[Data items]

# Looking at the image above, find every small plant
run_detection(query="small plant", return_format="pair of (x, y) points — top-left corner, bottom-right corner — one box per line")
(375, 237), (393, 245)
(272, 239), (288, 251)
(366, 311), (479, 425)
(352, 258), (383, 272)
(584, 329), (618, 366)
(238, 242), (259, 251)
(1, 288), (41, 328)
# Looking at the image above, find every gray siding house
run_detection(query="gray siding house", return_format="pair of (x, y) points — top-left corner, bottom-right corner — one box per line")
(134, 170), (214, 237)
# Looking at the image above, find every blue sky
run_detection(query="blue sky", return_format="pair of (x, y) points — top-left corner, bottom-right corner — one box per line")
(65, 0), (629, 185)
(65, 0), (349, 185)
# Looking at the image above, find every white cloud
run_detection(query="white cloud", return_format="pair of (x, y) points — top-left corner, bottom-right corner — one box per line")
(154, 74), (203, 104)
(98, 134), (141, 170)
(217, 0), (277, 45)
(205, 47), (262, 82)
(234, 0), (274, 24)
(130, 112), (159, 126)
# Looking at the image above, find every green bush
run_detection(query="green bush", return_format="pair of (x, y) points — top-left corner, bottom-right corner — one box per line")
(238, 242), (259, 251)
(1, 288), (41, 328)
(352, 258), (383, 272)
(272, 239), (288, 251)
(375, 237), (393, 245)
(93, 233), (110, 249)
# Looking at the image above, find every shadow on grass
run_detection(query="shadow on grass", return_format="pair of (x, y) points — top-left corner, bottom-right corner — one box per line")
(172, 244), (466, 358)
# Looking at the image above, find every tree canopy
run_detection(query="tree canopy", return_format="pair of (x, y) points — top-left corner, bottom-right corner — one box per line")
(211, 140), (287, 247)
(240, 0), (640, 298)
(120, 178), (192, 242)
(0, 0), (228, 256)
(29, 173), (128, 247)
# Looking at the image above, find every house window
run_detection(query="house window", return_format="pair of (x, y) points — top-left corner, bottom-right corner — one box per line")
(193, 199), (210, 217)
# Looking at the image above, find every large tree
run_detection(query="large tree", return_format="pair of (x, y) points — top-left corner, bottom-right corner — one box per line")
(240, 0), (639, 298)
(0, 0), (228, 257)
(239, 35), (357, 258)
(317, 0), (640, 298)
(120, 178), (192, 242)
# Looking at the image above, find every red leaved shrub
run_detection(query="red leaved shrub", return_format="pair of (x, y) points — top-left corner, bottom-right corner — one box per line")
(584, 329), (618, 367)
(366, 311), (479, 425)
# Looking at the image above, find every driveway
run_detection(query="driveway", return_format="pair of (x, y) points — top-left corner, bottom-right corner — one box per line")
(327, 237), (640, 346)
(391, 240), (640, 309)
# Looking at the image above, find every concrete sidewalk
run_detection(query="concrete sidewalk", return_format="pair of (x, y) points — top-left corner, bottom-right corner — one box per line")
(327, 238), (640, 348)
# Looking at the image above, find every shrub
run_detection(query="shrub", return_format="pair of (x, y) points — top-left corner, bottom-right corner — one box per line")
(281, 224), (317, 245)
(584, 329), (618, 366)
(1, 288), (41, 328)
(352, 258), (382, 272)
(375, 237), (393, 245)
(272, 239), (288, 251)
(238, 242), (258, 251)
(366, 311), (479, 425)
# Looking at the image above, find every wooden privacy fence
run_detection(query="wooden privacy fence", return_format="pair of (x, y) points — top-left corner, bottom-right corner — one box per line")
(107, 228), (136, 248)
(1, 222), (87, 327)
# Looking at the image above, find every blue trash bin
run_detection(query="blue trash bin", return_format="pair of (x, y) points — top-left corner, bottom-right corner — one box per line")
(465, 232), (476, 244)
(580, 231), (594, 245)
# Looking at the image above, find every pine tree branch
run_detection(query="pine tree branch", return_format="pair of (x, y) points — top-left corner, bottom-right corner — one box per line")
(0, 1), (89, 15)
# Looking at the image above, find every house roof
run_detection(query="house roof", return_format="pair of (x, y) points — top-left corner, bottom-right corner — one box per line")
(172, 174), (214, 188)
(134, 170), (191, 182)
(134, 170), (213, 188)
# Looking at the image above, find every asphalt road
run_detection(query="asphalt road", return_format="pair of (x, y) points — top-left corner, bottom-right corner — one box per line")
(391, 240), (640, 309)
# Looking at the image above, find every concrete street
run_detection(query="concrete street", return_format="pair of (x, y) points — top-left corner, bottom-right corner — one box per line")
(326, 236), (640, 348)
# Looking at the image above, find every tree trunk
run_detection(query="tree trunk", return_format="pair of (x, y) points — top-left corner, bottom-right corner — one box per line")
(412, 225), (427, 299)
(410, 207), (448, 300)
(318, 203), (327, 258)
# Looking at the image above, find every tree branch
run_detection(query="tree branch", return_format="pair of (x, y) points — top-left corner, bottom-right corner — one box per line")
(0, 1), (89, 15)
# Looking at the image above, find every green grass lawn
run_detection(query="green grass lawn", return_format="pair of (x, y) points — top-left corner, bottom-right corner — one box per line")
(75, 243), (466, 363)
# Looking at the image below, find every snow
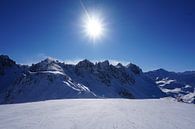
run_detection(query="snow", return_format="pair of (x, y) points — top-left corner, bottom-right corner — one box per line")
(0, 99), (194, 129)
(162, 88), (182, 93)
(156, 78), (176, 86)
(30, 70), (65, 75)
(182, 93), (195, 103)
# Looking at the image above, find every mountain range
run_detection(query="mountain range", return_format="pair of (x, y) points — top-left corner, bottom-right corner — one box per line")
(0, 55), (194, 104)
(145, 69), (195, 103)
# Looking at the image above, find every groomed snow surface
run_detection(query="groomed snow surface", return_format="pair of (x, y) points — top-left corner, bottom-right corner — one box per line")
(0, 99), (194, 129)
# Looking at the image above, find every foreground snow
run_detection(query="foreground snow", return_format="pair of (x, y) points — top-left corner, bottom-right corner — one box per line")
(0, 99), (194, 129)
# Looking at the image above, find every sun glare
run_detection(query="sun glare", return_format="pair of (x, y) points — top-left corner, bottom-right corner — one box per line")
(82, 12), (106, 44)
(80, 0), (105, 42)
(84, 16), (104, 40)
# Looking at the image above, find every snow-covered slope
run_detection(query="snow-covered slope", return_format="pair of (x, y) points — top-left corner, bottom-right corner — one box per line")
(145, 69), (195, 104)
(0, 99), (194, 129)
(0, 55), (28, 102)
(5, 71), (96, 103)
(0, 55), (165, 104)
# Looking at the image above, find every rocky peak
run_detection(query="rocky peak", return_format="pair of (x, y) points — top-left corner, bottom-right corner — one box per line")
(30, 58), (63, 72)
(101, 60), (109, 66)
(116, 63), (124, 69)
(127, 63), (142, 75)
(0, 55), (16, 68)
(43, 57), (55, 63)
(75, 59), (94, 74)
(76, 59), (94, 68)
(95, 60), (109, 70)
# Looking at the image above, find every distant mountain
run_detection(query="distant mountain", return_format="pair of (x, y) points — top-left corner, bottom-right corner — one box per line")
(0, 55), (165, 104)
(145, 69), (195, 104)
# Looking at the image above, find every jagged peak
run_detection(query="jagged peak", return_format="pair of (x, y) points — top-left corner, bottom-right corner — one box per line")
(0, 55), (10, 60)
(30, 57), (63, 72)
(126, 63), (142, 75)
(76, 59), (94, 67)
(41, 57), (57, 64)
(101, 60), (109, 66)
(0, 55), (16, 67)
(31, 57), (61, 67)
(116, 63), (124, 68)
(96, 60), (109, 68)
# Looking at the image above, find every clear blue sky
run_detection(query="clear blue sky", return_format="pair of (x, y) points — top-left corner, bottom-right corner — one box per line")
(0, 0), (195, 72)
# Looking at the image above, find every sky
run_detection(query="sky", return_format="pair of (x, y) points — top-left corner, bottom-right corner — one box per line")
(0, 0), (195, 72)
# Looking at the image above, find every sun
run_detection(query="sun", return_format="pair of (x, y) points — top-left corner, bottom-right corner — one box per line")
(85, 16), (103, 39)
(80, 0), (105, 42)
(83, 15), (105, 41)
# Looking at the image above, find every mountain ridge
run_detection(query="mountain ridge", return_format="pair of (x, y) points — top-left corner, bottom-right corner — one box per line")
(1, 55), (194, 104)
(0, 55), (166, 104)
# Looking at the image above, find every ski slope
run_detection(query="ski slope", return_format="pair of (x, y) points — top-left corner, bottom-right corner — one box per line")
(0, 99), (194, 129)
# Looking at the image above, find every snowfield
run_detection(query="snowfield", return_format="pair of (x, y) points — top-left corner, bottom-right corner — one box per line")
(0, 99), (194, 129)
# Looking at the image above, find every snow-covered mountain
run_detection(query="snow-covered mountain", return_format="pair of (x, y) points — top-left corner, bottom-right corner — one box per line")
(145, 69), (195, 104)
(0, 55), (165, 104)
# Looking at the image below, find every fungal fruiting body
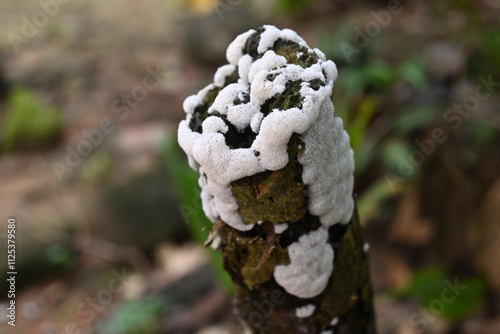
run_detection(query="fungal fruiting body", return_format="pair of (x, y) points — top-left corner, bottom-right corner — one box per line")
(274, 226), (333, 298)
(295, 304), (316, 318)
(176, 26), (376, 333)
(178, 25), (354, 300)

*Task to carry out:*
Return only the exact lines from the opening of the records through the line that contains "# Looking at the image above, find every white", both included.

*Task output:*
# Looking at the image above, find every small plant
run_detection(query="small plant", return_format="pair of (x, y) points — top-left corner, bottom-right corner — one box per line")
(375, 237), (393, 245)
(272, 239), (288, 251)
(366, 311), (479, 425)
(352, 258), (383, 272)
(584, 329), (618, 366)
(238, 242), (259, 251)
(1, 288), (41, 328)
# Looking at the image above, find every gray siding house
run_detection(query="gray siding house", return_format="pair of (x, y) points — top-left corner, bottom-right corner — one box per line")
(134, 170), (214, 237)
# Looking at the image above, find every blue sky
run_detection(query="blue sky", return_format="pair of (x, y) points — top-left corner, bottom-right corner — one box per line")
(65, 0), (629, 185)
(65, 0), (349, 185)
# Looking at the image above, find every white cloud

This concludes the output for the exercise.